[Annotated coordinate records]

⁂

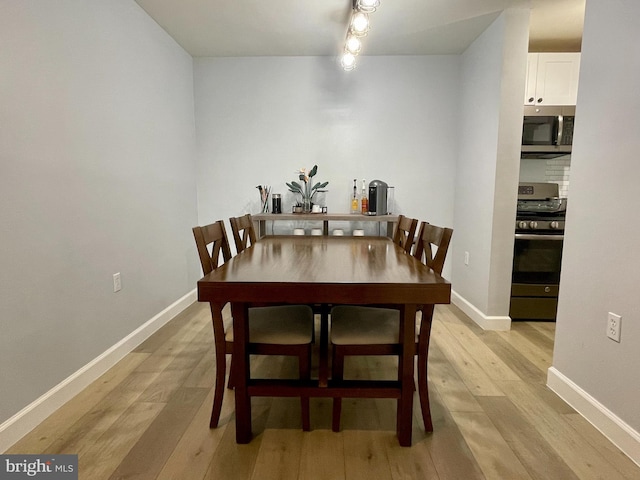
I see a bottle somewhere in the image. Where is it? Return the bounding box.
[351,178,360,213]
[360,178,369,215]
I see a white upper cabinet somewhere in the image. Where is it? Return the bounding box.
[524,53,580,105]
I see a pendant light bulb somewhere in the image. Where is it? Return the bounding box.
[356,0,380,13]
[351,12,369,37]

⁂

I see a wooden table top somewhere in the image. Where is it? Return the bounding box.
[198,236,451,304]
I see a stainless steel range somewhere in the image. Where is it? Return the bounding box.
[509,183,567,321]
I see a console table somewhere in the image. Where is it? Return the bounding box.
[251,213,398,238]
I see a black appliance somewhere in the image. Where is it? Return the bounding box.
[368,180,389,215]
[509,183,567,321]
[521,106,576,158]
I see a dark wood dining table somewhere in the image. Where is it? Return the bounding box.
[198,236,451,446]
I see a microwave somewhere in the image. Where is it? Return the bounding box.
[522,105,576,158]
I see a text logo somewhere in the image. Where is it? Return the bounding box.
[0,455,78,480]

⁂

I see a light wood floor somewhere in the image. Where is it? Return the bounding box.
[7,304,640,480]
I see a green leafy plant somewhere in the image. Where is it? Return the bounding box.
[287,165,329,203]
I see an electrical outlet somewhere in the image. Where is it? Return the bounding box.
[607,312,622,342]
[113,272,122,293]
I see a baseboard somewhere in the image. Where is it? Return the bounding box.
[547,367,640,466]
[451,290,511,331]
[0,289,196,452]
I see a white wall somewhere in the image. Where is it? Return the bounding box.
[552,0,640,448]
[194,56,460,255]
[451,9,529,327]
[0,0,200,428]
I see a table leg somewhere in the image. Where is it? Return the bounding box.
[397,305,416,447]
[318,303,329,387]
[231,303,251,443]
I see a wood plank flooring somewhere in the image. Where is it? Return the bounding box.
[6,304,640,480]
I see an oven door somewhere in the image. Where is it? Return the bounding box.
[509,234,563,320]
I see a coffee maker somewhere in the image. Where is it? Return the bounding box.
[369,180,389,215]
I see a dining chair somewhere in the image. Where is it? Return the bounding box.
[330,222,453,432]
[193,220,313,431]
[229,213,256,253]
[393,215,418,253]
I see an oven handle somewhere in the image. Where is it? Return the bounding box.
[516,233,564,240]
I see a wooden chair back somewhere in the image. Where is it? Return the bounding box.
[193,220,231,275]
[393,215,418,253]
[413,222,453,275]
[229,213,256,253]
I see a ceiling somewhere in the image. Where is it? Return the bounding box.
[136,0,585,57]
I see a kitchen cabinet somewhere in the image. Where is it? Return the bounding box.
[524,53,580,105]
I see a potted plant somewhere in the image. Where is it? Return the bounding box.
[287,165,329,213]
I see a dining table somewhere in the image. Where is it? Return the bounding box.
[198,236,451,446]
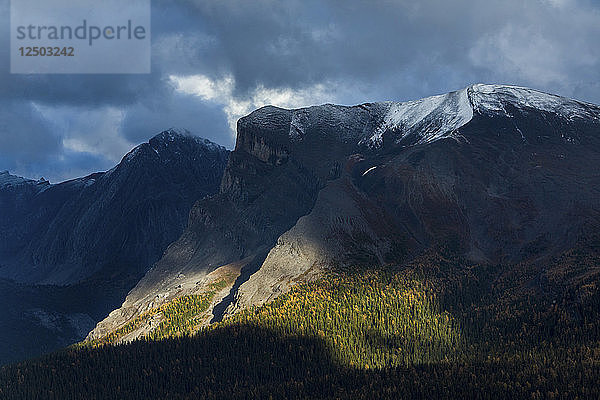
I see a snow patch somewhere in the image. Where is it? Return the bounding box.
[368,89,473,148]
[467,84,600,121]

⁂

_Set exercise_:
Gather every line of the listing that contains the word "wooden" and copy each one out.

_Task output_:
I see a wooden table top somewhere in the image. Where is it? Return the bounding box.
I see a wooden chair back somewhere in the image. Where is it? Return the bounding box.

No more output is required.